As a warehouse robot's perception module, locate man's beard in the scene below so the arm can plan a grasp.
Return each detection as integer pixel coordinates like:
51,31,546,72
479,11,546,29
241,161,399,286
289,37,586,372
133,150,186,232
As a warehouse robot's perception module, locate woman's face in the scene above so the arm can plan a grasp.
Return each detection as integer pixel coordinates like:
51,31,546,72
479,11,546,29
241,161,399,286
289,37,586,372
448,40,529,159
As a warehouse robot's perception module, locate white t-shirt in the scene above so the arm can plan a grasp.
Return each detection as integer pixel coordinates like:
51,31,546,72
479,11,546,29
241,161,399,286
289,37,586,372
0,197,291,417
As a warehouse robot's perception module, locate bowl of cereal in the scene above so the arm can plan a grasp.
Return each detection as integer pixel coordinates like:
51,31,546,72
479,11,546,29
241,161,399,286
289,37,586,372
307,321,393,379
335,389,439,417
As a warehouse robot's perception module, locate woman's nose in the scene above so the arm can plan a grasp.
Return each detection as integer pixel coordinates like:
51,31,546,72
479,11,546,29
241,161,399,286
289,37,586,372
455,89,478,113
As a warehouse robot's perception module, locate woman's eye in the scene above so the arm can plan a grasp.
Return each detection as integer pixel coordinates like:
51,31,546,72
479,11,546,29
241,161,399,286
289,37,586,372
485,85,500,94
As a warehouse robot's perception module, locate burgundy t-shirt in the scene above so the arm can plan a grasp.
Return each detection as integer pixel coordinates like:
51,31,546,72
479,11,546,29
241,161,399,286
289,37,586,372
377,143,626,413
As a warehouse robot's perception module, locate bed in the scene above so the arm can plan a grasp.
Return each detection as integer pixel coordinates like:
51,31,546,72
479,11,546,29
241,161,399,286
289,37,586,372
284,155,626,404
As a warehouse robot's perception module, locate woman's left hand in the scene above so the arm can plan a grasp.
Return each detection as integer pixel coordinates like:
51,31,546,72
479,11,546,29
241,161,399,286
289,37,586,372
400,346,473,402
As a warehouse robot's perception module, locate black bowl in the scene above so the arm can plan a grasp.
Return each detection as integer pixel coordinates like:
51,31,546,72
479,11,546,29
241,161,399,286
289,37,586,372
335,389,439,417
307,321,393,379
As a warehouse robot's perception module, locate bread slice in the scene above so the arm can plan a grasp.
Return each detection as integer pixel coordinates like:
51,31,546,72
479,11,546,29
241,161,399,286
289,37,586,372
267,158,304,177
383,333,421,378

· · · ·

◆ **INSTRUCTIONS FOR THE TASK**: Put every line of the listing above into a JSON list of strings, one string per line, and skip any blank lines.

◆ **OUTPUT OF THE EXERCISE**:
[
  "As a warehouse robot's perception module, locate man's beard in the scene below so the arm can plan a grasp.",
  "Return each detection as integer pixel coordinates like:",
  "51,31,546,72",
  "479,11,546,29",
  "241,161,399,286",
  "289,37,586,372",
  "133,150,186,232",
  "As a warehouse robot's perception module, locate woman's face in the scene above so the arm can plan a grasp.",
  "Return each detection as integer pixel coordinates like:",
  "51,31,546,72",
  "479,11,546,29",
  "241,161,399,286",
  "289,37,586,372",
  "448,40,529,159",
  "As a warehouse robot's perception module, locate white t-shirt in the scene above so the arm can plan a grasp.",
  "Return each detection as integer pixel coordinates like:",
  "51,31,546,72",
  "479,11,546,29",
  "241,161,399,286",
  "289,37,586,372",
  "0,197,291,417",
  "As a warehouse robot's perception module, locate bowl of cereal in the scene above so the arm can plan a grasp.",
  "Return each detection as integer pixel coordinates like:",
  "51,31,546,72",
  "479,11,546,29",
  "241,161,399,286",
  "289,37,586,372",
  "307,321,393,379",
  "335,389,439,417",
  "As a warehouse robot's perception module, locate woman's nose in the scene above so the arm can plan a grasp.",
  "Return each detection as integer pixel coordinates like:",
  "51,31,546,72",
  "479,11,546,29",
  "241,161,399,286",
  "289,37,586,372",
  "455,89,478,113",
  "As a warehouse robot's perception module, locate woman's eye in the scene above so the arm can plan a grasp.",
  "Return each detection as integer pixel coordinates like:",
  "51,31,546,72",
  "479,11,546,29",
  "241,161,399,286",
  "289,37,586,372",
  "485,85,500,94",
  "As a warehouse robot's perception module, locate burgundy t-shirt in the scene above so the arm can plan a grasp.",
  "Return each detection as integer pixel coordinates like:",
  "51,31,546,72",
  "479,11,546,29",
  "241,161,399,286",
  "289,37,586,372",
  "377,143,626,413",
  "As a warehouse robot's perception module, locate bed in the scene above so the arm can plan a grasp.",
  "Return each detection as integer pixel coordinates like:",
  "51,31,546,72",
  "479,11,546,29",
  "241,161,399,286",
  "289,37,586,372",
  "284,155,626,404",
  "As a warehouse robot's perception module, locate woman's left hand in the scene above so the arm can plan a grasp.",
  "Return each detection as integer pixel coordinates like:",
  "51,31,546,72",
  "479,11,546,29",
  "241,161,399,286",
  "289,37,586,372",
  "400,346,473,402",
  "As a warehouse robot's perception module, locate black bowl in the scene above so the arm can plan a grasp.",
  "Return each detection as integer pixel coordinates like:",
  "51,31,546,72",
  "479,11,546,29",
  "241,161,399,286",
  "289,37,586,372",
  "335,389,439,417",
  "307,321,393,379",
  "As a warehouse robot's perception module, locate bread slice in the scene above so the arm can plan a grasp.",
  "Return each detection as integer pixel coordinates like:",
  "51,31,546,72",
  "479,11,546,29",
  "241,161,399,286",
  "289,37,586,372",
  "267,158,304,177",
  "383,333,421,378"
]